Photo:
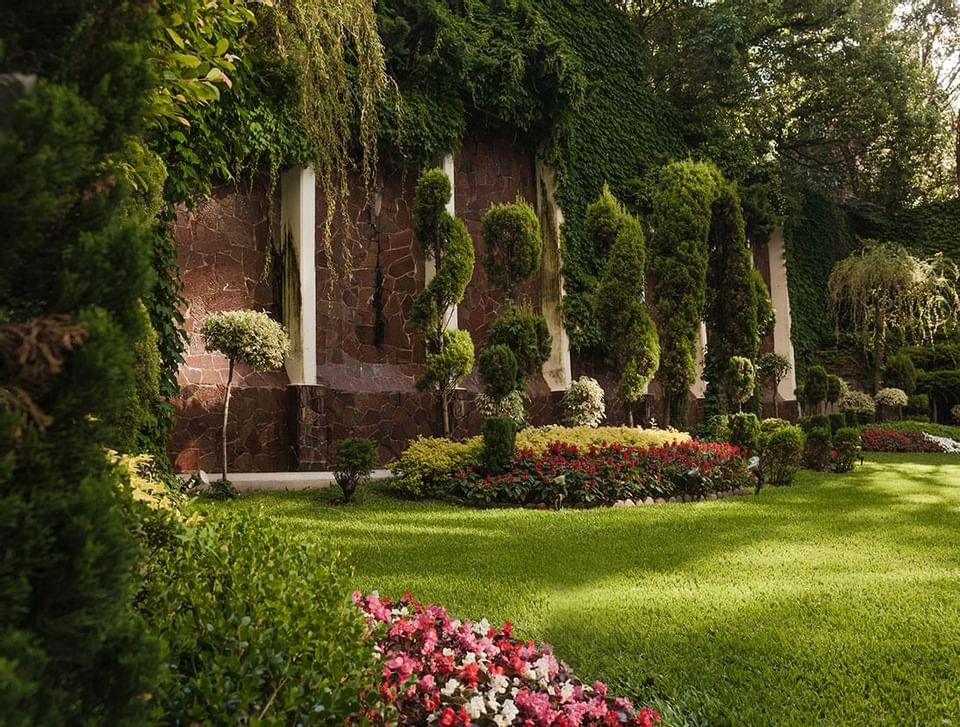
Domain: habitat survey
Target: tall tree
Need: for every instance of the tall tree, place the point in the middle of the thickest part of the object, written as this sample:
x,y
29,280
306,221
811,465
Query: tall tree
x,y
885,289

----------------

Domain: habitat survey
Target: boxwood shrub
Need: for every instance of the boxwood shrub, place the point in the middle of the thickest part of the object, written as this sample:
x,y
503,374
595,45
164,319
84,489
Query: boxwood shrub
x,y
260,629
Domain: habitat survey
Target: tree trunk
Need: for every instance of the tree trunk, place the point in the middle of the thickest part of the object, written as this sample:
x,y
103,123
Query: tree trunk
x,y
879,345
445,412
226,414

----------------

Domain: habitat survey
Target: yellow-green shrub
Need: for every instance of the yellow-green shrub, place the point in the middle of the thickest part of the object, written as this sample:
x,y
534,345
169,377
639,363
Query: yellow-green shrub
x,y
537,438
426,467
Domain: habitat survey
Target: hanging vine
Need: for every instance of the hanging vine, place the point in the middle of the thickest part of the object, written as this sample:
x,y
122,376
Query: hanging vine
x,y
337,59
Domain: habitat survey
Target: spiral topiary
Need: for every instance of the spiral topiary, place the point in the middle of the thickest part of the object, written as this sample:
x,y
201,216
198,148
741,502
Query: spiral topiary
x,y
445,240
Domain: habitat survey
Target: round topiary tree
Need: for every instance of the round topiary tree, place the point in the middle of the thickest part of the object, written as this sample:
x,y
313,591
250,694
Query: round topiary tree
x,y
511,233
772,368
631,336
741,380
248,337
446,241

----------------

■ TASK: Return a word-for-word copy of the lines above from the one holding "Need: for every instance of the hanging" through the one holding "Target: round topiary tree", with both of them included and nothing besides.

■ TASK RESPONSE:
Need: for every instance of the hanging vine, place the point in the middle of the thickest part of the object, written as this sample:
x,y
122,376
Query: hanging vine
x,y
337,59
Domain: habitat survey
Target: spiral topiary
Need: for every instance of the spiral topiary, place the point in the middle of the thickest part of the object, written as this sample:
x,y
201,216
198,148
741,502
Query: spiral topiary
x,y
445,240
Domain: habitat survey
Target: round topiary tree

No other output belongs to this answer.